AVAILABLE RECORDS ->
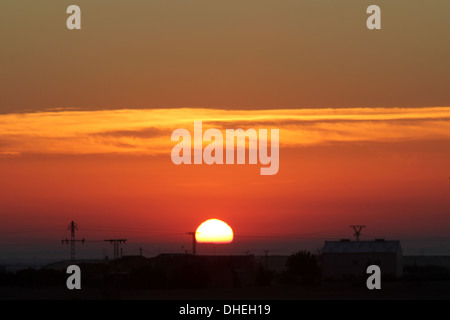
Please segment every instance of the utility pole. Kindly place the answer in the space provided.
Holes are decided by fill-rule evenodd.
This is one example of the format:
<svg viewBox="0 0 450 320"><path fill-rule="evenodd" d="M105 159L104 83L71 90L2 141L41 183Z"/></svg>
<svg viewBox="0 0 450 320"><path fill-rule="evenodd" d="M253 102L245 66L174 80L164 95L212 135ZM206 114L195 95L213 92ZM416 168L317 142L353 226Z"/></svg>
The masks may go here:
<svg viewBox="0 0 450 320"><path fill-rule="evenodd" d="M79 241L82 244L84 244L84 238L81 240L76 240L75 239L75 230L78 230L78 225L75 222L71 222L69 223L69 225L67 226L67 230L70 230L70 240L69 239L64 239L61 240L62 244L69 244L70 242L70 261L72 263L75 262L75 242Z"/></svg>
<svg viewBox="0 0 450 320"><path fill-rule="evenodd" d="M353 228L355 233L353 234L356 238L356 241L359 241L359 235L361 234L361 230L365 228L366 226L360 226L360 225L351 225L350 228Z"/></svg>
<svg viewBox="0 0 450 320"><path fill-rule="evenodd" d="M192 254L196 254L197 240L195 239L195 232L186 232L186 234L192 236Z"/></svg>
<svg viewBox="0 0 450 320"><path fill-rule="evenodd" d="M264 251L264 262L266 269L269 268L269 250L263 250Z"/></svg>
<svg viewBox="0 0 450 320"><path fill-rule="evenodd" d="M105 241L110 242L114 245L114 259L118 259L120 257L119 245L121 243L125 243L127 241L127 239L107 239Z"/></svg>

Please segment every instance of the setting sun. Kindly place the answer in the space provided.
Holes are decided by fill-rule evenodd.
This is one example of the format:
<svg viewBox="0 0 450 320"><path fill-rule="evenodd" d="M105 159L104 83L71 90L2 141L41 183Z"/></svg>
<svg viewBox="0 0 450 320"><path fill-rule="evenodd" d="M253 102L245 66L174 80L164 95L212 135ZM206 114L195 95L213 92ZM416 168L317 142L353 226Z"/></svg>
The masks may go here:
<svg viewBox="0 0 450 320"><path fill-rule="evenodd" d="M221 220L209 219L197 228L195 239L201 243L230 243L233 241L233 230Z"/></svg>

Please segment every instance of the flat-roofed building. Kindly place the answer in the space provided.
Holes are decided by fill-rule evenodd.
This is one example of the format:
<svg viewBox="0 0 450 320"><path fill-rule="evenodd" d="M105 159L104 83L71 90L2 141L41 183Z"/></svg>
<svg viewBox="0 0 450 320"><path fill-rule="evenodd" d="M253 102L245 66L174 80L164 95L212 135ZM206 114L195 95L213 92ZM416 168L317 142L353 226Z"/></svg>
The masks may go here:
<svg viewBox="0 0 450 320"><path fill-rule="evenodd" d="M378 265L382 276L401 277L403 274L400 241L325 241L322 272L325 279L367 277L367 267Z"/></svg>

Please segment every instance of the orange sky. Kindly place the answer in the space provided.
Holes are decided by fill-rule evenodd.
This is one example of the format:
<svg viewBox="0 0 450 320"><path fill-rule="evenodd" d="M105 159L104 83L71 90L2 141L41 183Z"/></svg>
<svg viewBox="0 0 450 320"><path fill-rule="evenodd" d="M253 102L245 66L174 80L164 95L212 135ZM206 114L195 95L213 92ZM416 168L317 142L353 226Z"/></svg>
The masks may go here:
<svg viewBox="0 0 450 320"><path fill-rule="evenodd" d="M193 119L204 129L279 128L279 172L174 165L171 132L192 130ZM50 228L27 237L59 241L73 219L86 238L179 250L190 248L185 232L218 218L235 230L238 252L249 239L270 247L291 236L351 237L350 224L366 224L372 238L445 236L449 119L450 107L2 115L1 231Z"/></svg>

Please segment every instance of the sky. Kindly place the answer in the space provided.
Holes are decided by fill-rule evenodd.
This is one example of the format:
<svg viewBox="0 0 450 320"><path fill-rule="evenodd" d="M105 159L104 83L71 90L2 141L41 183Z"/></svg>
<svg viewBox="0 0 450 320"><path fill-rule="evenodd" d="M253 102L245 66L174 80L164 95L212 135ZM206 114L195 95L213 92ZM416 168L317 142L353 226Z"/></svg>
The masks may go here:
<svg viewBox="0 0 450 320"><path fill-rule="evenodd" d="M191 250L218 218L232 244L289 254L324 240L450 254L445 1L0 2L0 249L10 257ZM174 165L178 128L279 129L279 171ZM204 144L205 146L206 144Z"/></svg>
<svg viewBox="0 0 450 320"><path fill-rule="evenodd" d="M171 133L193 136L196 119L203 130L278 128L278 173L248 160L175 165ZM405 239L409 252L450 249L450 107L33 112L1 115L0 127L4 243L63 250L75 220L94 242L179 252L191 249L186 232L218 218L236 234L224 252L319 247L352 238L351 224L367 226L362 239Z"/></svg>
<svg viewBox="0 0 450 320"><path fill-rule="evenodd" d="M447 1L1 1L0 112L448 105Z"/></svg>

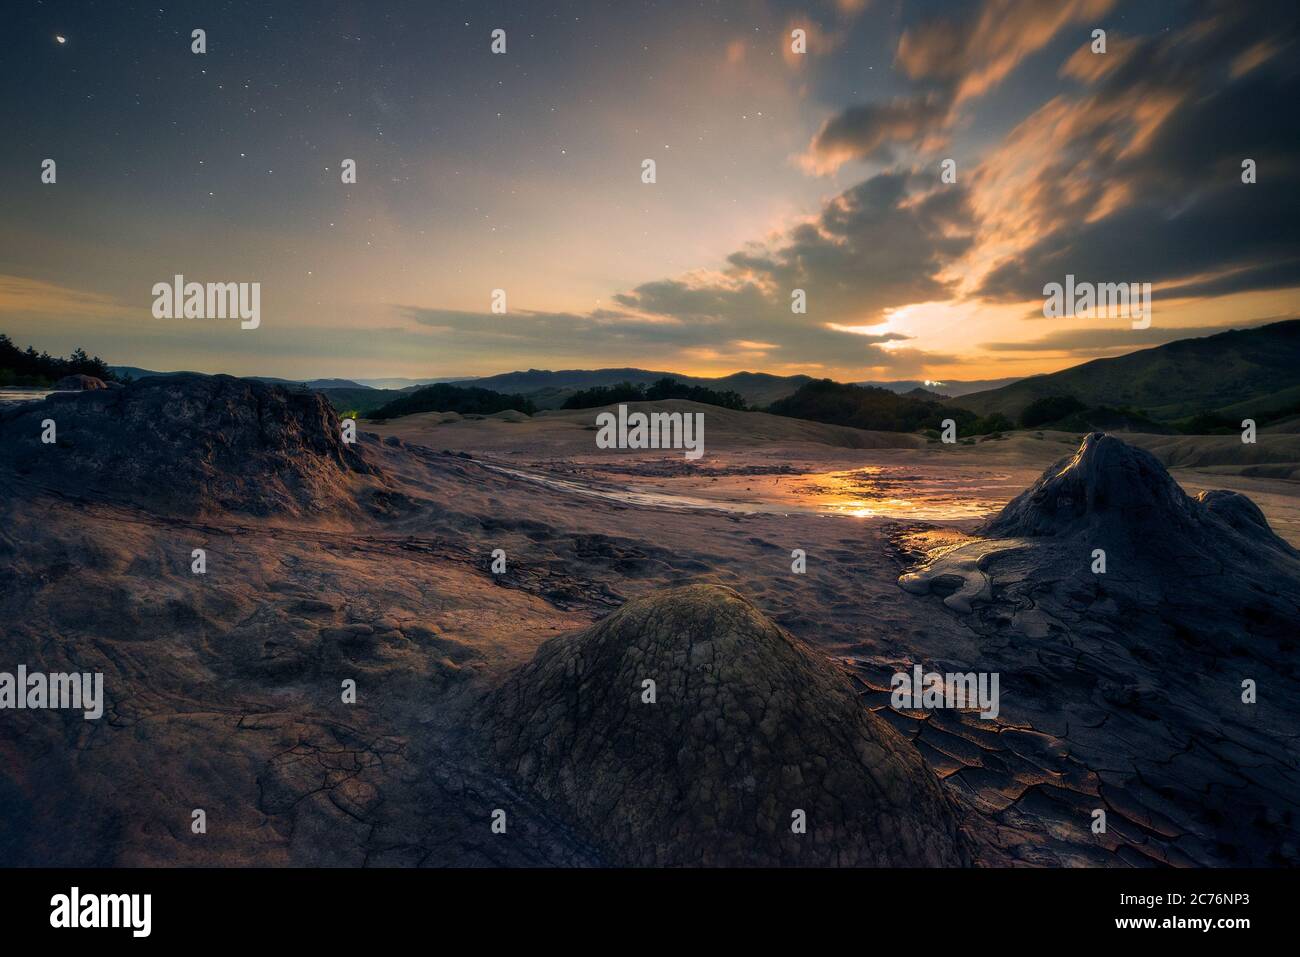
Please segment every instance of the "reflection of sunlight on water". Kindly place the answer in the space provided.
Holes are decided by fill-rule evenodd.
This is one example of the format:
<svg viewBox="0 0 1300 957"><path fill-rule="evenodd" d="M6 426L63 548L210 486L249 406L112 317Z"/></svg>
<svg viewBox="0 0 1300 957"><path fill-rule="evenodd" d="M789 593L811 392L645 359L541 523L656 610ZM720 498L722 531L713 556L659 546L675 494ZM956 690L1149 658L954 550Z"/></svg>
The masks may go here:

ASSIGNMENT -> Please copy the lines above exactly as written, apart from any pictures.

EXERCISE RESPONSE ->
Please segment every instance of the utility pole. Kindly place the answer in the space provided.
Holes are decided by fill-rule evenodd.
This is one example of the format:
<svg viewBox="0 0 450 320"><path fill-rule="evenodd" d="M105 159L104 83L71 90L2 141L41 183Z"/></svg>
<svg viewBox="0 0 450 320"><path fill-rule="evenodd" d="M253 102L245 66L174 80L164 95L212 135ZM206 114L195 95L213 92ZM416 168L317 142L353 226Z"/></svg>
The masks may go here:
<svg viewBox="0 0 450 320"><path fill-rule="evenodd" d="M79 241L82 244L84 244L84 238L81 240L76 240L75 239L75 230L78 230L78 225L75 222L71 222L69 223L69 225L67 226L67 230L70 230L70 240L69 239L64 239L61 240L62 244L69 244L70 242L70 261L72 263L75 262L75 242Z"/></svg>
<svg viewBox="0 0 450 320"><path fill-rule="evenodd" d="M353 228L355 233L353 234L356 238L356 241L359 241L359 235L361 234L361 230L365 228L366 226L360 226L360 225L351 225L350 228Z"/></svg>
<svg viewBox="0 0 450 320"><path fill-rule="evenodd" d="M192 254L196 254L197 240L195 239L195 232L186 232L186 234L192 236Z"/></svg>
<svg viewBox="0 0 450 320"><path fill-rule="evenodd" d="M264 251L264 262L266 269L269 268L269 250L263 250Z"/></svg>
<svg viewBox="0 0 450 320"><path fill-rule="evenodd" d="M105 241L110 242L114 245L114 259L118 259L120 257L119 245L121 243L125 243L127 241L127 239L107 239Z"/></svg>

Please segment every instance of the setting sun. Kindly place the answer in the space provided.
Holes are decided by fill-rule evenodd.
This is one example of the format:
<svg viewBox="0 0 450 320"><path fill-rule="evenodd" d="M105 159L104 83L71 90L2 141L41 183Z"/></svg>
<svg viewBox="0 0 450 320"><path fill-rule="evenodd" d="M253 102L245 66L174 80L164 95L212 135ZM206 114L195 95L213 92ZM416 168L317 142L353 226Z"/></svg>
The masks may go here:
<svg viewBox="0 0 450 320"><path fill-rule="evenodd" d="M221 220L209 219L197 228L195 239L201 243L230 243L233 241L233 230Z"/></svg>

Please segment every instance of the flat-roofed building. Kindly place the answer in the space provided.
Holes are decided by fill-rule evenodd.
This is one example of the format:
<svg viewBox="0 0 450 320"><path fill-rule="evenodd" d="M105 159L104 83L71 90L2 141L41 183Z"/></svg>
<svg viewBox="0 0 450 320"><path fill-rule="evenodd" d="M253 102L245 66L174 80L164 95L212 135ZM206 114L195 95L213 92ZM416 168L317 142L353 226Z"/></svg>
The masks may go here:
<svg viewBox="0 0 450 320"><path fill-rule="evenodd" d="M378 265L382 276L401 277L403 274L400 241L325 241L322 272L325 279L367 277L367 267Z"/></svg>

Please segment every instance of the orange sky. Kindly place the answer in the space provided.
Holes are decided by fill-rule evenodd.
This is one example of the format:
<svg viewBox="0 0 450 320"><path fill-rule="evenodd" d="M105 159L104 83L71 90L2 141L41 183Z"/></svg>
<svg viewBox="0 0 450 320"><path fill-rule="evenodd" d="M253 102L245 66L174 80L164 95L212 135ZM206 114L195 95L213 92ZM416 168L317 142L353 226Z"/></svg>
The masks may go here:
<svg viewBox="0 0 450 320"><path fill-rule="evenodd" d="M193 119L204 129L279 128L279 172L174 165L171 132L192 130ZM50 228L27 237L59 241L73 219L86 238L179 250L190 248L185 232L218 218L235 230L238 252L249 239L270 247L291 236L351 237L350 224L366 224L372 238L445 236L449 119L450 107L2 115L1 231Z"/></svg>

Please segment every instance of the sky. Kindly place the answer in the space provided.
Holes are decided by fill-rule evenodd.
This is one example of the format:
<svg viewBox="0 0 450 320"><path fill-rule="evenodd" d="M105 159L104 83L71 90L2 141L41 183Z"/></svg>
<svg viewBox="0 0 450 320"><path fill-rule="evenodd" d="M253 102L245 66L174 80L164 95L212 135ZM206 114L195 95L213 92ZM416 168L317 142L353 226Z"/></svg>
The masks may go here:
<svg viewBox="0 0 450 320"><path fill-rule="evenodd" d="M191 250L218 218L232 244L289 254L324 240L450 254L445 1L0 2L0 249L10 257ZM174 165L178 128L279 129L279 171ZM204 144L205 146L206 144Z"/></svg>
<svg viewBox="0 0 450 320"><path fill-rule="evenodd" d="M171 133L193 136L196 119L203 130L278 128L278 173L248 160L175 165ZM405 239L409 252L450 249L450 107L33 112L1 115L0 127L4 243L63 250L75 220L94 242L179 252L191 249L186 232L218 218L236 234L224 252L319 247L352 238L351 224L367 226L362 239Z"/></svg>
<svg viewBox="0 0 450 320"><path fill-rule="evenodd" d="M447 1L1 1L0 112L448 105Z"/></svg>

Please segment every instance of the "reflection of sunlight on water". Kindly place the answer in the space provided.
Holes are decided by fill-rule evenodd.
This is one example of the format:
<svg viewBox="0 0 1300 957"><path fill-rule="evenodd" d="M6 426L63 548L210 486L249 406L112 317Z"/></svg>
<svg viewBox="0 0 1300 957"><path fill-rule="evenodd" d="M789 593L811 392L645 359L541 523L656 610ZM720 498L722 531L713 556L659 546L675 494ZM956 690L1149 658L954 550Z"/></svg>
The masks may go here:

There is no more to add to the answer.